WORK TO COMPLETE: Report every line of the data below that contains the word "thatched", copying each such line in full.

(Data entries)

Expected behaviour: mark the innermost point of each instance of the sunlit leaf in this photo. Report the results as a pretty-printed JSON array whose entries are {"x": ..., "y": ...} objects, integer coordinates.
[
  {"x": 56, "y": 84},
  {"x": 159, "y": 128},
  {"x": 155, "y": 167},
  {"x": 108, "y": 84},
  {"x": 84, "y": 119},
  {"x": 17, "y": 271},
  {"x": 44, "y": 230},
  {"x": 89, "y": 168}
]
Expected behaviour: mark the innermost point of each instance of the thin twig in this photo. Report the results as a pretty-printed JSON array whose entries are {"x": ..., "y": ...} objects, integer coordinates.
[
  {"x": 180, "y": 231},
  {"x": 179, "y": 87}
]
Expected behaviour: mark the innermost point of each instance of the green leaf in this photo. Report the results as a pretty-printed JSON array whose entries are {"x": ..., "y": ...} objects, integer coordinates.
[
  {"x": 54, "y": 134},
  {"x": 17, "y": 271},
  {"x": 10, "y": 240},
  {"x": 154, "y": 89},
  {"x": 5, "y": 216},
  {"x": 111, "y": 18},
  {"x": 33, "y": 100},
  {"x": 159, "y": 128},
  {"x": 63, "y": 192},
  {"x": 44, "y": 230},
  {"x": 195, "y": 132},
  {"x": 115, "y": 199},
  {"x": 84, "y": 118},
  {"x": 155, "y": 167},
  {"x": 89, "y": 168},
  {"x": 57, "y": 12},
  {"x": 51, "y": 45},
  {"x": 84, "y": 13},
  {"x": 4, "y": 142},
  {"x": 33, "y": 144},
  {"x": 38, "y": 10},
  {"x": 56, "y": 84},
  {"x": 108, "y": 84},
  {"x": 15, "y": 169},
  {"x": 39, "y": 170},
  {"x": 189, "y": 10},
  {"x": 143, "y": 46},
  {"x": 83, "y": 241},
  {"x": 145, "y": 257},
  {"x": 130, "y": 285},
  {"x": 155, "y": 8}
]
...
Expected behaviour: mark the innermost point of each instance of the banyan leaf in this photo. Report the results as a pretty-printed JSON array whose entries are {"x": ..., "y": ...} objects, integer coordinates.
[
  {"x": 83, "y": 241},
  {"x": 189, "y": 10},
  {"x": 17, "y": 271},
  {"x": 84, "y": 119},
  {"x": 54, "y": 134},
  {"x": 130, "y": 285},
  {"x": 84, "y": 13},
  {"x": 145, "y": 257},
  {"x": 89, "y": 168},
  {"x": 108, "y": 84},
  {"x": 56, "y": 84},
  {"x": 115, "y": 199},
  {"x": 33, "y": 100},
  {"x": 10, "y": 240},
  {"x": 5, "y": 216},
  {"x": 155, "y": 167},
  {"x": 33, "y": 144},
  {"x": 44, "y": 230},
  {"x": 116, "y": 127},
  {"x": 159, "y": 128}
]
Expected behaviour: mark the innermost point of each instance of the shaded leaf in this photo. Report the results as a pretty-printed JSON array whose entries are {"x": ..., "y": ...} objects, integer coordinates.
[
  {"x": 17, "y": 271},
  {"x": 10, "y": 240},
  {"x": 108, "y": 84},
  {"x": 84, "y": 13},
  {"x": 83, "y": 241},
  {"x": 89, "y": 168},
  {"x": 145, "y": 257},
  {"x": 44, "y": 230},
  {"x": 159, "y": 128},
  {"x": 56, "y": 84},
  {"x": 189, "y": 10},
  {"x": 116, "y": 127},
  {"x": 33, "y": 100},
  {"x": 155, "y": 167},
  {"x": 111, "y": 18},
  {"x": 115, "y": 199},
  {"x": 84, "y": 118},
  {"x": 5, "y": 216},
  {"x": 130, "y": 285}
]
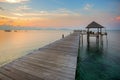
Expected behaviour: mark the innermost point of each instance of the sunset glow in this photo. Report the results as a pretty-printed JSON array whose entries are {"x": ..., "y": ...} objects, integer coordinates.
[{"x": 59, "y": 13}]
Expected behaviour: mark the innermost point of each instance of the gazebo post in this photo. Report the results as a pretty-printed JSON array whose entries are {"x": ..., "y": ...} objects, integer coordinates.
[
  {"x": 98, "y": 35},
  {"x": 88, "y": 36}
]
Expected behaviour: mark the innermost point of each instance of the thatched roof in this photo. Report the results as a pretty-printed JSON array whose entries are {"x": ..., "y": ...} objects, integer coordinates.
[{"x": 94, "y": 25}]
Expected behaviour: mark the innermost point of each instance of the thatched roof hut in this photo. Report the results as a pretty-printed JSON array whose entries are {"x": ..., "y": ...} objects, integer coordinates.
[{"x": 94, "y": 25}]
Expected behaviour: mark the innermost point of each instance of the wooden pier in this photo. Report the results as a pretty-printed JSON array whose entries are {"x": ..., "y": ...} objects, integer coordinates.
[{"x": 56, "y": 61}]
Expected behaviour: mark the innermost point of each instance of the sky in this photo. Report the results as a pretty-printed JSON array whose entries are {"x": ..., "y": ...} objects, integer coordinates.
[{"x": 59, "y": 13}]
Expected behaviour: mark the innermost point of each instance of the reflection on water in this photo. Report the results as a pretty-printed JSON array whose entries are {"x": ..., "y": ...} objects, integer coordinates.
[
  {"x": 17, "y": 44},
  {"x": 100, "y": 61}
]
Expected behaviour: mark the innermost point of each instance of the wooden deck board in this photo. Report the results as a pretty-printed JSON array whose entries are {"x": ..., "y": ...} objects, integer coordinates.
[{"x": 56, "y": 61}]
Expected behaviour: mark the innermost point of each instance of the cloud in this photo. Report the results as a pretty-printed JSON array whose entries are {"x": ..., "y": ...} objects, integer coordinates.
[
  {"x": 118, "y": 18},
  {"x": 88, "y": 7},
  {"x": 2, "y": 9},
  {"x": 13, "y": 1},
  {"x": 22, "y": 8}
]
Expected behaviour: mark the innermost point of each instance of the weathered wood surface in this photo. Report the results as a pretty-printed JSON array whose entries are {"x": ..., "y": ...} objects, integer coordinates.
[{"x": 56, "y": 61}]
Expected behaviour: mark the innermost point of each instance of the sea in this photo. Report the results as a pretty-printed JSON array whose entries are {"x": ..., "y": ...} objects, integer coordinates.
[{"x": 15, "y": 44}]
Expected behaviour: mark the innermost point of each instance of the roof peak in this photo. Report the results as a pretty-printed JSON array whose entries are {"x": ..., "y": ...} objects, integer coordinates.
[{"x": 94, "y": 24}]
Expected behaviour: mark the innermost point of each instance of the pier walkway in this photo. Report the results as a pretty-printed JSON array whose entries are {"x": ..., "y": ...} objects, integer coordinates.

TASK RESPONSE:
Expected behaviour: mark the innermost point of each instance of the thatched roof in this photo. Report the results as a pretty-printed JSON array whose entries are {"x": ..., "y": ...} objects, integer coordinates.
Expected behaviour: mark the innermost point of each instance of the thatched roof hut in this photo. Report the results as a pretty-printed JSON array whose entries are {"x": ..., "y": ...} objects, integer coordinates.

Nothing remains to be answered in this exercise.